(Stored data entries)
= = =
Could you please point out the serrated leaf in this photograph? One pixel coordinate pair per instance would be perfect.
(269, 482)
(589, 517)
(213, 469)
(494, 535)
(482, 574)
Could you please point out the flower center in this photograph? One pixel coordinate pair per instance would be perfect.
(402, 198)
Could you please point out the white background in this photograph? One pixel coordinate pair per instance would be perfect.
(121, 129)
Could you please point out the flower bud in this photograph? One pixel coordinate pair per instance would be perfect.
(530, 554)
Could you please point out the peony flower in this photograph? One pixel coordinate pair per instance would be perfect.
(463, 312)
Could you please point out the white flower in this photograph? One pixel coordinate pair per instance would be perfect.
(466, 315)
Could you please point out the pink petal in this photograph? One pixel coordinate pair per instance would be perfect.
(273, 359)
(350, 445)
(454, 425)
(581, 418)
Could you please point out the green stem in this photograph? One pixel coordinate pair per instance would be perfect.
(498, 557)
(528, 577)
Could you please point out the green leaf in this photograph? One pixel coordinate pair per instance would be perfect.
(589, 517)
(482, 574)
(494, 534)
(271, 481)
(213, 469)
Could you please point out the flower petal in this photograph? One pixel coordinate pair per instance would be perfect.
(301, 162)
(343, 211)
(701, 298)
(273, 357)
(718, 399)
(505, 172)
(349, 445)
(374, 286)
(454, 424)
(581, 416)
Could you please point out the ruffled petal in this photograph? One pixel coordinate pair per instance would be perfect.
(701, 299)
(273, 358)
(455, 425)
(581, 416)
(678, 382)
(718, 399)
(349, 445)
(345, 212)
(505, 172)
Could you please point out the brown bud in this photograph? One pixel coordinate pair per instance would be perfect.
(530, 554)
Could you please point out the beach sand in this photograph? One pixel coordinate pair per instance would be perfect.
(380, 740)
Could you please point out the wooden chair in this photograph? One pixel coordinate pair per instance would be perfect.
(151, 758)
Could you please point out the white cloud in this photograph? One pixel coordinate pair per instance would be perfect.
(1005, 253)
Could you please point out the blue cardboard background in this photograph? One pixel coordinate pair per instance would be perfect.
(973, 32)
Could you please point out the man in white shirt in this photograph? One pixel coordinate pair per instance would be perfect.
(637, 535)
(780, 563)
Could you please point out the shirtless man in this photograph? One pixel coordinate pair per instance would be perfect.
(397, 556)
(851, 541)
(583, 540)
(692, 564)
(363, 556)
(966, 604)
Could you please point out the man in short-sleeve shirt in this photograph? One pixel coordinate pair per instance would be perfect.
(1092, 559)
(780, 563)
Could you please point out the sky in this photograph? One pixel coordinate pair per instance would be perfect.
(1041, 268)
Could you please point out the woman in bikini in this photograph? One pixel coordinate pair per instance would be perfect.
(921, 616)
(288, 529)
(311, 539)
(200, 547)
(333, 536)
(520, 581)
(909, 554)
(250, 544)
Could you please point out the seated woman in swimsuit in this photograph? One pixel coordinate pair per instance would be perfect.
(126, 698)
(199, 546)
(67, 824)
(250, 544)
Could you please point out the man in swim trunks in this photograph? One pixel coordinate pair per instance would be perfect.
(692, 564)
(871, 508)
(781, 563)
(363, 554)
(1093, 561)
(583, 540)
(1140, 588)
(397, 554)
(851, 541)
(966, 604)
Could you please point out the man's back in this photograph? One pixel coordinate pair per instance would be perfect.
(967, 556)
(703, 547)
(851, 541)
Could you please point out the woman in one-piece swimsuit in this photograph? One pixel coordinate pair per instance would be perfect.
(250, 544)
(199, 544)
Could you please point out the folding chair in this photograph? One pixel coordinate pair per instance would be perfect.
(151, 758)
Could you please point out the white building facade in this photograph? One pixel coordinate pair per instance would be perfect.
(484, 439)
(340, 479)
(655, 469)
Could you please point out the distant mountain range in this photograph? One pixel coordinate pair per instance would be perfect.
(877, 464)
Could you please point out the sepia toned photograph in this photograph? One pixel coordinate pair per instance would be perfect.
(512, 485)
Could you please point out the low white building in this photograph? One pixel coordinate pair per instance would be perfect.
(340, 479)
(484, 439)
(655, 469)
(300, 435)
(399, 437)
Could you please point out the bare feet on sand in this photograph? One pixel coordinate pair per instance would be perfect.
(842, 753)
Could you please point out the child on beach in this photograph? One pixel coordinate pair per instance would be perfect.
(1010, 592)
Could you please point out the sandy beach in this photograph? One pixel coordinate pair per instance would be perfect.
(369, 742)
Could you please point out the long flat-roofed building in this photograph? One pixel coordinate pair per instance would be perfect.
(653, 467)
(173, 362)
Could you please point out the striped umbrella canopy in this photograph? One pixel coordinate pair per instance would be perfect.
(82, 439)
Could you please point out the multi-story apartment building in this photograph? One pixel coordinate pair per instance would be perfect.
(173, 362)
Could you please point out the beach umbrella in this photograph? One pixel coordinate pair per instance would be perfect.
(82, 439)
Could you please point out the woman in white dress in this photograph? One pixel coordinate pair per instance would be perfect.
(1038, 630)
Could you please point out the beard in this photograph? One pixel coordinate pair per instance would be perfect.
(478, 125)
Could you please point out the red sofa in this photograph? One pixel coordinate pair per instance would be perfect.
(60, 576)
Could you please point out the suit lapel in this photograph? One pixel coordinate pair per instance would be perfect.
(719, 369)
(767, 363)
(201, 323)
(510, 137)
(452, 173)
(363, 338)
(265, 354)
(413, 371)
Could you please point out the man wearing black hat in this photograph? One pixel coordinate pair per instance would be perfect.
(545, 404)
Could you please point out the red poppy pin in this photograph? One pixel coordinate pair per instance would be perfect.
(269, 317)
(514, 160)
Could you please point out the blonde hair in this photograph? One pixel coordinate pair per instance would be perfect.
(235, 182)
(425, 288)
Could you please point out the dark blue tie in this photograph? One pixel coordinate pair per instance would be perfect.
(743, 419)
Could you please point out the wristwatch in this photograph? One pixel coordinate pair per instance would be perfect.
= = =
AIM OF THE EXERCISE =
Please set down every line of the material above again, word for word and in the same order.

RESULT FOR THIS TASK =
Could you please point out the serrated leaf in this photograph? One pixel coordinate pair per instance would be perfect.
(269, 482)
(589, 517)
(213, 469)
(494, 535)
(482, 574)
Could you please point out the flower center in this photograph? One pixel coordinate pair per instance would be perfect.
(402, 198)
Could you please point out the white background in this photograph? One pixel coordinate pair per instance would be perfect.
(121, 129)
Could you please point out the flower bud in this photograph? One pixel coordinate pair per instance would be perfect.
(530, 554)
Could you please point out the peony flower in this photograph? One pixel coordinate pair per instance would be perfect.
(463, 312)
Could you please point out the white flower in this photograph? One pixel coordinate pair per instance would be perfect.
(466, 315)
Could you please point out the pink petal in this photograph? One pixel coordinate pair per instance would be perfect.
(273, 359)
(350, 445)
(454, 425)
(581, 418)
Could you please point out the green stem in this photograph? One pixel coordinate pair per instance would be perfect.
(498, 557)
(528, 577)
Could you please point out the green leaf in this photograph? One pixel coordinate pair per instance would be perfect.
(589, 517)
(482, 574)
(494, 534)
(271, 481)
(213, 469)
Could you please point out the flower petal in this photograph? One pixel coordinate pair per instance would be perfect.
(301, 162)
(343, 211)
(701, 298)
(273, 357)
(718, 399)
(505, 172)
(349, 445)
(374, 286)
(454, 424)
(581, 416)
Could you please point out the ruffled petal in this photograph? One pixel coordinate pair per instance would be perfect.
(701, 299)
(273, 358)
(455, 425)
(581, 416)
(678, 382)
(718, 399)
(349, 445)
(345, 212)
(505, 172)
Could you please point out the brown bud in this photograph? One pixel coordinate pair per instance would be perfect.
(530, 554)
Could you please point out the beach sand in this photograph? One pixel coordinate pair per instance would be perfect.
(380, 740)
Could you please point out the wooden chair in this photograph? One pixel coordinate pair per instance would be perfect.
(151, 758)
Could you please point out the white cloud in this photograph? One pixel coordinate pair per instance would be perfect.
(1005, 253)
Could you please point out the blue cardboard background in this photograph? One pixel coordinate pair per instance would be perfect.
(973, 32)
Could you please point out the man in white shirt in this photograph? One pixel coordinate pair per instance would be perfect.
(637, 535)
(780, 563)
Could you please point out the shirtless man in this photograph? One pixel coordinate pair per instance would be perfect.
(397, 556)
(851, 541)
(583, 540)
(692, 564)
(363, 556)
(966, 604)
Could you please point out the man in short-sleeve shirt in this photograph? One pixel coordinate pair per instance would be perfect.
(1092, 559)
(780, 563)
Could you please point out the sky in this photograph? One pixel coordinate pair per instance would be perfect.
(1041, 268)
Could you please point out the woman in bikini in this photograph? One pixel coordinate pair per instance would be perfect.
(921, 616)
(288, 529)
(311, 539)
(200, 547)
(333, 536)
(520, 581)
(909, 554)
(250, 544)
Could you please point out the seated woman in swimsuit in this photograph? One pixel coordinate pair per instance would be perfect.
(126, 698)
(199, 546)
(67, 824)
(250, 544)
Could you please point out the man in swim trunks in this photograph? One pixel coordinate pair per instance would be perfect.
(692, 564)
(871, 508)
(781, 563)
(363, 554)
(1093, 561)
(583, 540)
(1140, 588)
(397, 554)
(851, 541)
(966, 604)
Could you please point out the man's back in this photograph? One pixel coordinate pair per instance would be perfect.
(967, 556)
(703, 547)
(851, 541)
Could you please point out the woman in one-piece swimsuit in this photograph? One pixel coordinate pair per instance would be perfect.
(250, 544)
(199, 544)
Could you please point out the folding chair in this photograph? One pixel coordinate pair per instance would be perfect.
(151, 758)
Could you please point out the white building facade in this photograph? One pixel coordinate pair per instance would be perfect.
(484, 439)
(340, 479)
(655, 469)
Could you please point out the distant mountain range in this photograph? One pixel coordinate pair per instance would be perfect.
(877, 464)
Could you please point out the sepia toned photograph in this photograph? One pixel coordinate pair per instance would be perfect.
(512, 485)
Could you please point out the low white building in this photograph? One pixel coordinate pair per instance would be perfect.
(340, 479)
(484, 439)
(655, 469)
(300, 435)
(399, 437)
Could you please point out the bare feet on sand in this photograph? One pixel coordinate pair per instance would be perfect.
(842, 753)
Could you please point out the child on beach in this photograph? One pixel coordinate pair per instance would be perfect.
(1010, 592)
Could you please point out the sandy beach in this photograph? One pixel coordinate pair per instance would be perfect.
(369, 742)
Could you please point out the long flat-roofed building in this photograph? One pixel coordinate pair per instance would be perfect.
(653, 467)
(173, 362)
Could you please point out the striped umbrella canopy in this photograph? One pixel coordinate pair per instance would be perfect.
(82, 439)
Could you please point out the multi-story apartment building in this photograph? One pixel coordinate pair per instance would be perfect.
(173, 362)
Could you please point out the beach umbrella in this photograph? One pixel coordinate pair per instance would be perfect.
(82, 439)
Could you please point out the woman in white dress in this photograph? One pixel coordinate pair per instance would be perfect.
(1038, 630)
Could you please point out the beard in this photograph? One pixel coordinate pair per instance would be perfect.
(478, 125)
Could you please point out the red sofa in this photograph? One pixel coordinate pair per instance would be perfect.
(60, 576)
Could you please point out the suit lapel in this photograph? One pixel coordinate pair per instance would be perfect.
(719, 369)
(767, 363)
(201, 323)
(510, 137)
(452, 173)
(363, 338)
(265, 354)
(413, 371)
Could you please point out the man wearing black hat in this photograph? One pixel coordinate pair per instance would be perfect.
(545, 404)
Could you please point out the red poppy pin in this photograph? One pixel coordinate pair per instance would be perfect.
(269, 317)
(514, 160)
Could you please point out the blonde hair in this photograph? One pixel coordinate pair per instance would be perfect.
(235, 182)
(425, 288)
Could you please point out the dark blue tie in this photograph? One pixel coordinate pair per instance would be perfect.
(743, 419)
Could you please point out the wristwatch in this photograph? One pixel coordinate pair per instance would be perfect.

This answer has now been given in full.